TAREAS
1. En la columna sobre Valls, explica por qué, además de en Francia, también se proyectaron en Barcelona las ganas de civilización.
2. Según la columna sobre Valls, ¿qué fue Barcelona, en palabras del texto?

TEXTO DE LECTURA
╭──

La posibilidad de que Manuel Valls sea alcalde de Barcelona ha hecho que se me dispare la imaginación. Y el anhelo de que Barcelona vuelva a ser lo que fue: nuestra París mediterránea –justamente en mi imaginario. Después de la alcaldesa Ada Colau el cambio sería estruendoso.
Valls tras Colau sería (¡exactísimamente!) la Ilustración tras el Oscurantismo. O Truffaut tras Ozores. O Isabelle Huppert tras Empar Moliner. O Proust tras Suso de Toro. Sería un experimento inédito en España: qué hace aquí uno con el bachillerato francés cursado. Reconozco mi provincianismo, pero el afrancesamiento en España han sido esas ganas (nobles) de proyectar civilización en Francia, por ver si nos rebotaba algo.
También las proyectamos en Barcelona, pensando que era lo más cerca que teníamos. Contra lo que el discurso nacionalista afirma, Barcelona (Cataluña en general) no ha sido odiada, sino admirada en España; a veces desde el complejo de inferioridad, que se ha traducido en modos rudos o chistes impotentes del resto de los españoles hacia los catalanes; iguales a los que se han hecho con los franceses, a los que obviamente se ha admirado.

╰──

MUESTRA DE DATOS
╭──

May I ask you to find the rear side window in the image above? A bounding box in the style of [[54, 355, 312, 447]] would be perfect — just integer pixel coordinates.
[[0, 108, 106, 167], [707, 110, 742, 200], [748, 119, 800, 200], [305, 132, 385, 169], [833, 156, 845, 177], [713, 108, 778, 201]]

╰──

TAREAS RESUELTAS
1. Se proyectaron también en Barcelona porque se pensaba que era lo más cerca que se tenía. Es decir, Barcelona servía de sustituto próximo de Francia para esas ganas de civilización.

2. Fue "nuestra París mediterránea".